[Stored items]

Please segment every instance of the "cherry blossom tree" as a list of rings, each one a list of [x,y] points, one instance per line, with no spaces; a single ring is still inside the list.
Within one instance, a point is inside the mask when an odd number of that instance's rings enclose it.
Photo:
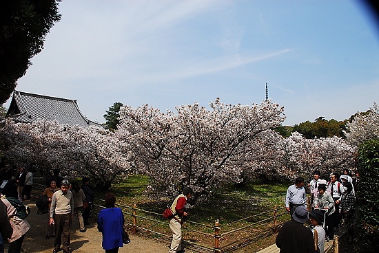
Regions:
[[[368,114],[357,115],[351,122],[347,124],[344,133],[355,146],[372,139],[379,139],[379,106],[374,103]]]
[[[281,137],[279,137],[280,138]],[[278,140],[276,148],[278,173],[290,179],[301,175],[311,179],[314,170],[322,175],[340,173],[355,165],[356,148],[341,138],[306,139],[295,132]]]
[[[108,188],[132,168],[125,143],[102,128],[63,125],[56,121],[15,124],[8,120],[0,135],[10,161],[32,164],[45,177],[53,168],[60,168],[68,178],[88,175],[97,186]]]
[[[199,204],[225,184],[239,182],[245,148],[285,119],[283,108],[270,101],[250,107],[216,99],[209,105],[209,111],[198,103],[178,106],[177,113],[147,105],[121,109],[116,135],[131,145],[154,194],[174,198],[190,185],[192,201]]]

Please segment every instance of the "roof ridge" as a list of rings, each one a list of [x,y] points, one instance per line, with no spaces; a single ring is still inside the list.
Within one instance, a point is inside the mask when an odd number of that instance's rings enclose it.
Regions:
[[[53,96],[51,96],[34,94],[32,94],[32,93],[23,92],[23,91],[14,91],[14,92],[18,92],[20,95],[29,96],[31,96],[31,97],[41,98],[50,98],[50,99],[53,99],[54,100],[61,100],[61,101],[67,101],[67,102],[74,101],[75,102],[76,102],[76,99],[68,99],[68,98],[57,98],[57,97],[53,97]]]

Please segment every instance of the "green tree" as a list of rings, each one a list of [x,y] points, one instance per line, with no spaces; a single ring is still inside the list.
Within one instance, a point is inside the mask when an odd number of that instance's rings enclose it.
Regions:
[[[43,48],[45,36],[61,19],[61,0],[0,1],[0,104]]]
[[[333,136],[345,138],[343,130],[346,129],[347,120],[337,121],[334,119],[327,120],[325,120],[325,117],[318,117],[314,120],[314,122],[307,120],[300,123],[298,125],[294,125],[292,131],[300,133],[307,139],[312,139],[315,137],[327,138]]]
[[[123,104],[119,102],[116,102],[112,107],[110,107],[109,111],[105,111],[107,113],[104,114],[104,118],[107,122],[105,125],[107,129],[112,131],[117,129],[117,124],[119,124],[119,117],[120,116],[119,112],[120,111],[120,107]]]
[[[358,247],[365,252],[379,252],[379,140],[363,142],[358,151],[357,190]],[[364,250],[363,250],[364,249]]]

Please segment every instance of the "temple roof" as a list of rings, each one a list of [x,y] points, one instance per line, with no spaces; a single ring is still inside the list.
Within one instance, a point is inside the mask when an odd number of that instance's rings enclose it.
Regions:
[[[84,117],[76,100],[17,91],[13,93],[6,118],[25,123],[46,120],[57,120],[59,124],[101,126],[101,124]]]

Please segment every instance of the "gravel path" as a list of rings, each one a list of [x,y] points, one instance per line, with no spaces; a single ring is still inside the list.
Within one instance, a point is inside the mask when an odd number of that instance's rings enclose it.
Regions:
[[[25,203],[30,208],[31,212],[26,220],[31,226],[30,230],[26,233],[23,243],[23,248],[26,253],[51,253],[54,248],[54,238],[46,239],[45,232],[48,224],[48,214],[37,215],[37,208],[35,200]],[[74,217],[71,228],[71,249],[77,253],[99,253],[104,252],[101,248],[101,233],[98,232],[96,225],[91,223],[86,226],[87,231],[80,232],[79,222]],[[124,245],[119,250],[120,253],[125,252],[168,252],[168,243],[158,242],[153,239],[137,236],[130,234],[130,243]],[[8,248],[6,245],[6,249]],[[7,252],[7,250],[6,250]],[[191,252],[190,250],[186,250]],[[60,252],[63,252],[61,251]]]

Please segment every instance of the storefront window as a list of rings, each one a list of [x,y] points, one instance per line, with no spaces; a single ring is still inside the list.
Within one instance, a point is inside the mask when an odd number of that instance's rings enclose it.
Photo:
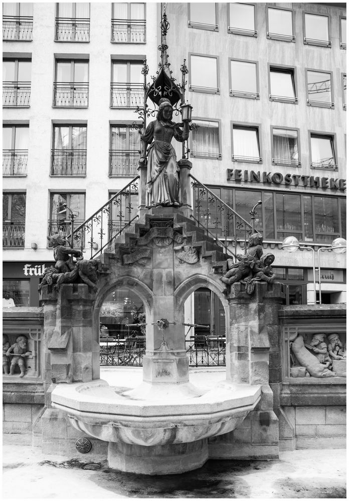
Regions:
[[[276,199],[278,239],[292,235],[301,240],[300,195],[276,193]]]
[[[4,280],[3,308],[29,306],[29,280]]]
[[[335,198],[317,196],[314,200],[315,238],[331,242],[339,236],[338,202]]]

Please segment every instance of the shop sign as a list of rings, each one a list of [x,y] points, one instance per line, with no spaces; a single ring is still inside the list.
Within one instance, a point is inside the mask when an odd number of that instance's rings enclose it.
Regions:
[[[244,170],[240,169],[227,169],[228,181],[243,181],[250,183],[263,183],[279,186],[304,186],[310,188],[322,188],[344,191],[346,188],[346,180],[334,177],[305,176],[298,174],[282,174],[280,172],[261,172],[259,170]]]
[[[308,280],[314,280],[312,270],[308,270]],[[315,272],[315,280],[318,281],[319,272],[317,270]],[[343,271],[342,270],[321,270],[321,281],[322,282],[342,282],[344,281]]]
[[[36,275],[37,277],[41,277],[45,273],[45,271],[47,267],[45,265],[35,265],[32,266],[31,265],[26,264],[24,265],[23,271],[26,277],[28,275],[32,276]]]

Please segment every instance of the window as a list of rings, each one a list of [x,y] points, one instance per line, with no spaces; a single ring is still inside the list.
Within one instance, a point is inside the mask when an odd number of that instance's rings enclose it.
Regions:
[[[111,42],[145,43],[145,4],[118,2],[111,5]]]
[[[201,119],[195,119],[195,121],[198,126],[192,132],[192,156],[201,158],[221,158],[219,121]]]
[[[81,193],[52,193],[48,236],[59,233],[62,236],[69,235],[71,231],[70,209],[75,216],[74,227],[77,228],[85,220],[85,194]],[[80,240],[77,245],[81,245]]]
[[[315,169],[336,170],[334,136],[310,132],[311,166]]]
[[[59,108],[88,106],[88,61],[56,61],[53,106]]]
[[[255,6],[249,4],[228,4],[228,31],[230,33],[256,37]]]
[[[136,108],[143,106],[144,91],[142,68],[143,63],[140,61],[112,61],[111,108]]]
[[[318,14],[304,14],[304,44],[330,47],[329,18]]]
[[[299,165],[298,130],[272,127],[271,131],[273,163],[292,167]]]
[[[235,162],[262,162],[259,126],[232,124],[232,159]]]
[[[229,67],[229,94],[237,97],[259,99],[258,63],[230,59]]]
[[[189,28],[218,31],[218,7],[217,4],[209,2],[188,4]]]
[[[190,90],[219,94],[218,57],[190,54],[189,61]]]
[[[33,4],[4,2],[3,4],[3,40],[33,40]]]
[[[86,174],[86,125],[54,125],[51,176]]]
[[[294,68],[270,66],[269,71],[270,101],[296,103],[298,98],[295,82]]]
[[[127,125],[111,125],[109,176],[136,175],[140,147],[138,130]]]
[[[346,18],[340,18],[339,22],[340,48],[346,49]]]
[[[267,7],[267,38],[294,42],[293,13],[284,9]]]
[[[90,41],[89,4],[67,2],[57,4],[55,41]]]
[[[24,247],[26,230],[26,194],[3,195],[3,245]]]
[[[3,176],[27,175],[29,144],[29,125],[4,126]]]
[[[3,62],[3,107],[30,106],[32,61],[4,59]]]
[[[307,100],[309,106],[333,108],[332,74],[324,71],[306,70]]]

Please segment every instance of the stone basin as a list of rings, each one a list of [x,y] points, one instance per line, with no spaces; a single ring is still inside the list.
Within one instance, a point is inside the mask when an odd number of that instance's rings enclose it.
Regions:
[[[108,442],[109,465],[123,471],[200,467],[208,438],[239,426],[260,398],[259,385],[232,383],[222,371],[190,371],[189,383],[166,385],[142,382],[141,368],[113,372],[102,374],[109,382],[58,385],[52,400],[77,429]]]

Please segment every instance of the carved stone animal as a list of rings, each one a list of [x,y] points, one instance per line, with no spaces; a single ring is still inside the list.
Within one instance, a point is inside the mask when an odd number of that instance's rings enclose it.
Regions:
[[[314,377],[335,377],[335,373],[327,369],[327,365],[320,364],[318,359],[304,346],[301,336],[297,336],[292,343],[291,349],[299,363],[305,367],[310,376]]]

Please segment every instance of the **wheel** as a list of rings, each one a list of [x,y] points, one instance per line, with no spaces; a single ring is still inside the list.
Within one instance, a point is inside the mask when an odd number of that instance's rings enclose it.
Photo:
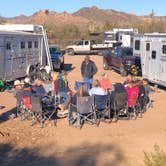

Task.
Rewrite the data starting at the line that contains "Please segment every instance of the **wheel**" and ending at the end of the data, putting "loops" wherever "rings" appears and keeping everything else the same. Leave the pictures out of your answer.

Expected answer.
Please segment every instance of the **wheel** as a list of loops, each one a list of [x,y] points, one instance per line, with no spaces; a single ring is still inside the list.
Within one instance, a point is inside the mask when an odd number of that instance's loops enclose it.
Photo:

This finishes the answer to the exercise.